(Supplied data Opens)
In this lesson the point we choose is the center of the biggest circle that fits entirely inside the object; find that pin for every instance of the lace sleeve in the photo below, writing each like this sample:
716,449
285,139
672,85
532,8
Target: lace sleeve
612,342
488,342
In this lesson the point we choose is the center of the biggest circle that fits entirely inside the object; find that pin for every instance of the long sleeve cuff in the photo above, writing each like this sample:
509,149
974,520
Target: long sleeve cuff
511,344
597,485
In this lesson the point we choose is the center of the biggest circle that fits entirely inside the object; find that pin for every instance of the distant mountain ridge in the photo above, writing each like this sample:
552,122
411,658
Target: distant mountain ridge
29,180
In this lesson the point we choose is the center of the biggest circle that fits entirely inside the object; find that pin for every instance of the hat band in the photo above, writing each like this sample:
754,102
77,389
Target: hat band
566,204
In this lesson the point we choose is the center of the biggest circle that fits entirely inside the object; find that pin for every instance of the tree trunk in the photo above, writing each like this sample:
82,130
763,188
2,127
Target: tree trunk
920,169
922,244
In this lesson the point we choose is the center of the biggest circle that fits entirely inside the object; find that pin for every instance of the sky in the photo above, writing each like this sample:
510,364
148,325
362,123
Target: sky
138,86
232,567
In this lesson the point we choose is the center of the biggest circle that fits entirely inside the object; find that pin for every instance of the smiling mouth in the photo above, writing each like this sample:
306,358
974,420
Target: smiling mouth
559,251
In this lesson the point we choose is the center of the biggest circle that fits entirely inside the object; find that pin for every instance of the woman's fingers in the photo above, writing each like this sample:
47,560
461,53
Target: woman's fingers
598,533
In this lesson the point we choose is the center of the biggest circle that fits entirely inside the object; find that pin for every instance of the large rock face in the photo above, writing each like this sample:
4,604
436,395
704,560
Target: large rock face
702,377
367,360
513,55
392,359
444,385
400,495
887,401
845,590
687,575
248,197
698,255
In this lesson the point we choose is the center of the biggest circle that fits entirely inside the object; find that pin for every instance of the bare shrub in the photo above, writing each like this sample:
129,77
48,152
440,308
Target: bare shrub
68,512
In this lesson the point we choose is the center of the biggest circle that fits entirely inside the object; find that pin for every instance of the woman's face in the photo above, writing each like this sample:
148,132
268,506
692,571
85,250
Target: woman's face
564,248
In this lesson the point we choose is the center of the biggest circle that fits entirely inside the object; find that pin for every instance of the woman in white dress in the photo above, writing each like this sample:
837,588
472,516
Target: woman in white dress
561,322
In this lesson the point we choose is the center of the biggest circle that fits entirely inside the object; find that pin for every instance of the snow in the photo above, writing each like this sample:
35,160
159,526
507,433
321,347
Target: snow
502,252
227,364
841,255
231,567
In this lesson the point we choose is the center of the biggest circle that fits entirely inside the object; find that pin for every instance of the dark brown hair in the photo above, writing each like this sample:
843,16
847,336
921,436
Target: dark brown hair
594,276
(Supplied data Closes)
Task requirements: Word for word, reproduce every record shown above.

Reply:
In this lesson the point we choose is the center of the biggest circle that fits entirely inside the object; find that pin for every instance of the lace sleeve in the photo below, writing each like this sample:
716,449
285,139
672,85
532,8
Target: lace sleeve
612,342
488,342
In this lesson the point we choose is the center of the biggest circle that fits entirely inside the object; find that pin for every instance of the long sleeve cuff in the photo above, writing each like this sample:
509,149
974,520
Target: long sleeve cuff
511,344
597,485
In this lesson the point we choose is the center of the biggest circle that fits entirely inside the object; find that pin for every instance of the distant mountain ridge in the photo above, writing each like this sample:
552,122
411,658
Target: distant mountain ridge
29,180
In this lesson the point we choose is the center of the biggest circle that fits entirely inside the object; find that pin for every instance of the hat band in the photo above, writing each like this sample:
754,102
77,389
Target: hat band
566,204
In this lesson the point we choose is the center of the biggest circle that fits entirely inside the object; find that pin for every instance of the tree trunk in the photo above, writing each like this sample:
82,130
763,188
2,127
Target: tree trunk
920,169
922,244
In this lesson the point we choose is the center of the biggest circle that fits entirely inside the object; find that pin for every instance of the sky in the photo above, writing each like this sample:
510,364
148,325
362,123
Target: sky
138,86
232,567
In this lesson the point we choose is the center of the biggest circle that fits entirely inside the object; find that pin for every instance of the smiling mouth in the photo above, writing each like this sample:
306,358
974,420
Target: smiling mouth
559,251
In this lesson the point we choose is the center of the biggest circle that fits entirely inside the object; find that pin for every instance of the woman's fingers in the photo above, writing each like this sample:
47,560
461,53
Target: woman's fingers
598,533
In this lesson the point we choose is the center of the biggest circle that fits entirely inside the object; find that pin for every instance of the large rock face in the photo above, writing each like this sample:
4,604
436,395
704,560
Target: large rock face
702,377
367,360
513,55
392,359
444,385
400,495
887,401
845,590
687,575
248,197
698,255
In this lesson the point we choose is the center of the biggest circle that fits entirely inside the object; find that pin for every instance of the bare shrub in the photo above, writing each like this sample:
129,77
48,152
440,308
Target: bare shrub
68,512
In this lesson the point we choose is the center of the biggest circle that fits entirely inside the object; find that pin for every instance of the woman's face in the photo above, writing each like this sample:
148,132
268,506
692,571
85,250
Target: woman's face
564,248
In this lesson the point we choose is the center of the biggest circle that fits entirely inside the object; find that pin for every instance of the woman in white dress in the photo above, writing each like this sample:
837,588
472,516
Target: woman in white dress
561,322
In this lesson the point we choose is the center of the biggest circle that fits entirely inside the object; find that pin for every instance of the snow in the photo above, writing each like this sample:
35,160
159,526
507,433
321,347
Target: snow
502,252
227,364
841,255
231,567
In this lesson the point we choose is the center of the biggest circle that fits entirely inside the object; find that pin for every instance of the dark brown hair in the photo above, writing each like this sample:
843,16
847,336
921,436
Target: dark brown hair
594,276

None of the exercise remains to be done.